[[ Data records open ]]

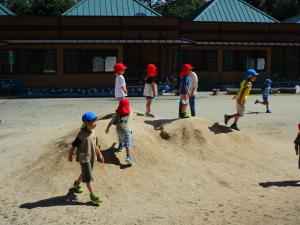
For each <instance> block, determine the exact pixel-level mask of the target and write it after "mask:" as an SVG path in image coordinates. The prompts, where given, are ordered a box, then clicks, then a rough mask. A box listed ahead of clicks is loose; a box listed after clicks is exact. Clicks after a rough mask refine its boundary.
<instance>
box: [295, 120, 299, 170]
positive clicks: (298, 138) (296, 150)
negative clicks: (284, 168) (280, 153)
mask: <svg viewBox="0 0 300 225" xmlns="http://www.w3.org/2000/svg"><path fill="white" fill-rule="evenodd" d="M298 130H299V132H298V135H297V137H296V139H295V141H294V144H295V151H296V155H299V161H298V168H299V169H300V123H299V124H298Z"/></svg>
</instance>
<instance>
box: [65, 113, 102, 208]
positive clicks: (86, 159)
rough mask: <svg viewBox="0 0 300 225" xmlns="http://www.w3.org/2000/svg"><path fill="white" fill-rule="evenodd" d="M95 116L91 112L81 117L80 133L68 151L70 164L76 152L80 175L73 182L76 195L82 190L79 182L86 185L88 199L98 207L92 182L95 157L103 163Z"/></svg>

[[ Data records closed ]]

Rewrite the lines starting at the first one and ending at the one containing "negative clicks: (284, 168) (280, 153)", switching "negative clicks" to "excluded clicks" and changing nothing else. Leave the pictures out of your answer.

For each <instance> block, determine the exact pixel-level mask of the target and write it after "mask:" as an SVG path in image coordinates. The prompts, where given, are ordered a box, then clicks, then a rough mask. A box listed ahead of clicks is loose; a box listed after clicks is exact. Clicks after a rough mask refine its boundary.
<instance>
box: [295, 120, 299, 170]
positive clicks: (298, 138) (296, 150)
excluded clicks: (284, 168) (280, 153)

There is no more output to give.